**Written task**
Are you able to quote each entry exactly as written?

**Dataset records**
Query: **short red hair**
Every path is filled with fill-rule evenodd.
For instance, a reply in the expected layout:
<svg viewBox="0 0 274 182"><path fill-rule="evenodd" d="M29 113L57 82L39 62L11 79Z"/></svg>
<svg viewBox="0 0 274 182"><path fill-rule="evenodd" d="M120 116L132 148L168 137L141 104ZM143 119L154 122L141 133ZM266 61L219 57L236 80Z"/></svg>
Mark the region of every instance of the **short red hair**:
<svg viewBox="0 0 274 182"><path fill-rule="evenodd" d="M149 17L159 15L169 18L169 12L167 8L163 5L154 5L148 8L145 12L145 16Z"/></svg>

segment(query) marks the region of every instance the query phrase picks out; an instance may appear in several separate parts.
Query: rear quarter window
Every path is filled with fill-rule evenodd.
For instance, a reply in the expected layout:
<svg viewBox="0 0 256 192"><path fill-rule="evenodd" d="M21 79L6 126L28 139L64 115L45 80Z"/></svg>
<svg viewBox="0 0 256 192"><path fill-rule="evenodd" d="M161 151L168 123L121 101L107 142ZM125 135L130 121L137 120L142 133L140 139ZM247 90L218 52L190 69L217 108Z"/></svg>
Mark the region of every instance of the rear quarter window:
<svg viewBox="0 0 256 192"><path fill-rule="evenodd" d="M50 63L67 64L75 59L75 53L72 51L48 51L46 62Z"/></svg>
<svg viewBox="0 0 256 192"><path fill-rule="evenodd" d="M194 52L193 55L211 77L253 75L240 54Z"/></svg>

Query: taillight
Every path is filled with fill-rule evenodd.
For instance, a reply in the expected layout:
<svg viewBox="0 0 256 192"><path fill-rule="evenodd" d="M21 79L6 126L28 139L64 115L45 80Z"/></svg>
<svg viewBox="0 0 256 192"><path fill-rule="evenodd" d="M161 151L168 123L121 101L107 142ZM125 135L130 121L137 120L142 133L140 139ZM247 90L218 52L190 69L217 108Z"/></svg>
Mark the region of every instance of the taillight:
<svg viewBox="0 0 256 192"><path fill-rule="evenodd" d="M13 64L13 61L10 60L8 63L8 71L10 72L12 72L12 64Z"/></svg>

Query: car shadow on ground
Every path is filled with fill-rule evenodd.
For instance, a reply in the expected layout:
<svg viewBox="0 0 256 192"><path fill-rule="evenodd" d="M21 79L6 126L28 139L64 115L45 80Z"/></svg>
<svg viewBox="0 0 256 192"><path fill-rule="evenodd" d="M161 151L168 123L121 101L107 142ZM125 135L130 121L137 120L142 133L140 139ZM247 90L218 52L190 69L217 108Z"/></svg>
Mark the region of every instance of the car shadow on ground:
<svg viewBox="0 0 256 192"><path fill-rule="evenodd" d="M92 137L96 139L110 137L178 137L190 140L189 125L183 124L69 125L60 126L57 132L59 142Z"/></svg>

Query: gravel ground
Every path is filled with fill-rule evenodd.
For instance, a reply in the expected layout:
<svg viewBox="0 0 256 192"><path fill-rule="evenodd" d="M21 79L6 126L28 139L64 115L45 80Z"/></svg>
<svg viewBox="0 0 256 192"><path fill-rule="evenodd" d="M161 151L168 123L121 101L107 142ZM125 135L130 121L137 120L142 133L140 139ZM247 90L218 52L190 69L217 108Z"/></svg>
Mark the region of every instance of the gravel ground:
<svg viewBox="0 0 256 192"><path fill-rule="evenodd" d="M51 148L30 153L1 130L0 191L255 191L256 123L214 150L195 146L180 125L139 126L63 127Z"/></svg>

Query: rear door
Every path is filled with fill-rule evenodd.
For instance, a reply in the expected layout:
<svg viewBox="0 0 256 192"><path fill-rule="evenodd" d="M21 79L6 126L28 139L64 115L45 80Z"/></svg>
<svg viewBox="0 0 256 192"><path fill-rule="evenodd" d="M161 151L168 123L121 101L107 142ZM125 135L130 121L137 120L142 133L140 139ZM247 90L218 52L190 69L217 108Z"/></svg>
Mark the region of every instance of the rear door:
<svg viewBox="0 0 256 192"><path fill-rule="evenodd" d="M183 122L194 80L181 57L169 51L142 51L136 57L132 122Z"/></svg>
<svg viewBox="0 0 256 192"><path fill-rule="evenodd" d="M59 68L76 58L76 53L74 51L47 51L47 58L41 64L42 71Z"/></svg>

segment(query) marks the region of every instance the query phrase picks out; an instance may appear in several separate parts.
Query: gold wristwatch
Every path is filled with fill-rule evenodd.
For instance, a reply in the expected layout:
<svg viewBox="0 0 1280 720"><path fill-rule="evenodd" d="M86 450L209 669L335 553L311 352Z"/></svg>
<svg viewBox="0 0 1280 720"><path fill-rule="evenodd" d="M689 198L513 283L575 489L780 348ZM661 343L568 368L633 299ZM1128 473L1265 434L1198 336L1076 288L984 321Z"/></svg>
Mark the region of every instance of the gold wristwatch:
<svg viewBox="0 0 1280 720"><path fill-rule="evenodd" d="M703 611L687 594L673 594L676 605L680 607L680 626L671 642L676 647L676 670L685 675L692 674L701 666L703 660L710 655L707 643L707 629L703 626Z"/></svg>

**Written reply**
Query: **short red hair**
Every path is filled with fill-rule evenodd.
For instance, a reply in the expected layout:
<svg viewBox="0 0 274 182"><path fill-rule="evenodd" d="M29 113L57 82L39 62L11 79Z"/></svg>
<svg viewBox="0 0 274 182"><path fill-rule="evenodd" d="M120 116L132 148L168 137L141 104ZM143 119L154 122L141 133ZM266 61L219 57L236 80Z"/></svg>
Mark the region of every instance of the **short red hair**:
<svg viewBox="0 0 274 182"><path fill-rule="evenodd" d="M149 17L159 15L169 18L169 12L167 8L163 5L154 5L148 8L145 12L145 16Z"/></svg>

segment(query) marks the region of every instance the query phrase picks out; an instance may appear in several separate parts.
Query: rear quarter window
Every path is filled with fill-rule evenodd.
For instance, a reply in the expected layout:
<svg viewBox="0 0 256 192"><path fill-rule="evenodd" d="M21 79L6 126L28 139L64 115L45 80Z"/></svg>
<svg viewBox="0 0 256 192"><path fill-rule="evenodd" d="M161 151L168 123L121 101L107 142ZM125 135L130 121L137 120L142 133L140 139ZM247 90L218 52L190 69L217 108Z"/></svg>
Mark the region of every instance of the rear quarter window:
<svg viewBox="0 0 256 192"><path fill-rule="evenodd" d="M50 63L67 64L75 59L75 53L72 51L48 51L46 62Z"/></svg>
<svg viewBox="0 0 256 192"><path fill-rule="evenodd" d="M194 52L193 55L211 77L253 75L240 54Z"/></svg>

Query: taillight
Every path is filled with fill-rule evenodd.
For instance, a reply in the expected layout:
<svg viewBox="0 0 256 192"><path fill-rule="evenodd" d="M21 79L6 126L28 139L64 115L45 80Z"/></svg>
<svg viewBox="0 0 256 192"><path fill-rule="evenodd" d="M161 151L168 123L121 101L107 142ZM125 135L130 121L137 120L142 133L140 139ZM247 90L218 52L190 69L217 108Z"/></svg>
Mark the region of every instance of the taillight:
<svg viewBox="0 0 256 192"><path fill-rule="evenodd" d="M13 64L13 61L10 60L8 63L8 71L10 72L12 72L12 64Z"/></svg>

Query: car shadow on ground
Every path is filled with fill-rule evenodd.
For instance, a reply in the expected layout:
<svg viewBox="0 0 256 192"><path fill-rule="evenodd" d="M21 79L6 126L28 139L64 115L45 80Z"/></svg>
<svg viewBox="0 0 256 192"><path fill-rule="evenodd" d="M161 151L168 123L121 101L107 142ZM125 135L130 121L137 120L142 133L140 139ZM247 90L218 52L190 69L217 108Z"/></svg>
Mark the region of every instance of the car shadow on ground:
<svg viewBox="0 0 256 192"><path fill-rule="evenodd" d="M92 137L96 139L110 137L178 137L190 140L189 125L183 124L69 125L60 126L57 132L59 142Z"/></svg>

Query: gravel ground
Every path is filled with fill-rule evenodd.
For instance, a reply in the expected layout:
<svg viewBox="0 0 256 192"><path fill-rule="evenodd" d="M21 79L6 126L28 139L64 115L45 80Z"/></svg>
<svg viewBox="0 0 256 192"><path fill-rule="evenodd" d="M161 151L168 123L121 101L107 142ZM125 135L130 121L137 120L142 133L140 139ZM247 90L218 52L190 69L217 108Z"/></svg>
Mark the region of every instance of the gravel ground:
<svg viewBox="0 0 256 192"><path fill-rule="evenodd" d="M51 148L30 153L1 130L0 191L255 191L256 123L214 150L195 146L180 125L139 126L63 127Z"/></svg>

Query: rear door
Every path is filled with fill-rule evenodd.
For instance, a reply in the expected layout:
<svg viewBox="0 0 256 192"><path fill-rule="evenodd" d="M21 79L6 126L28 139L64 115L45 80Z"/></svg>
<svg viewBox="0 0 256 192"><path fill-rule="evenodd" d="M161 151L168 123L121 101L107 142ZM125 135L130 121L137 120L142 133L140 139ZM247 90L218 52L190 69L217 108Z"/></svg>
Mark the region of every instance of the rear door:
<svg viewBox="0 0 256 192"><path fill-rule="evenodd" d="M183 122L194 80L181 57L169 51L142 51L136 57L132 122Z"/></svg>
<svg viewBox="0 0 256 192"><path fill-rule="evenodd" d="M59 68L76 58L76 53L74 51L47 51L47 58L41 64L42 71Z"/></svg>

segment(query) marks the region of every instance the query phrase picks out; an instance may appear in several separate parts.
Query: gold wristwatch
Every path is filled with fill-rule evenodd.
For instance, a reply in the expected layout:
<svg viewBox="0 0 1280 720"><path fill-rule="evenodd" d="M86 450L209 669L335 553L311 352Z"/></svg>
<svg viewBox="0 0 1280 720"><path fill-rule="evenodd" d="M689 198L513 283L575 489L780 348ZM661 343L568 368L633 299ZM1128 473L1265 434L1198 336L1076 288L984 321Z"/></svg>
Mark the region of every instance of the gold wristwatch:
<svg viewBox="0 0 1280 720"><path fill-rule="evenodd" d="M703 611L687 594L673 594L676 605L680 607L680 626L671 642L676 647L676 670L685 675L692 674L701 666L703 660L710 655L707 643L707 629L703 626Z"/></svg>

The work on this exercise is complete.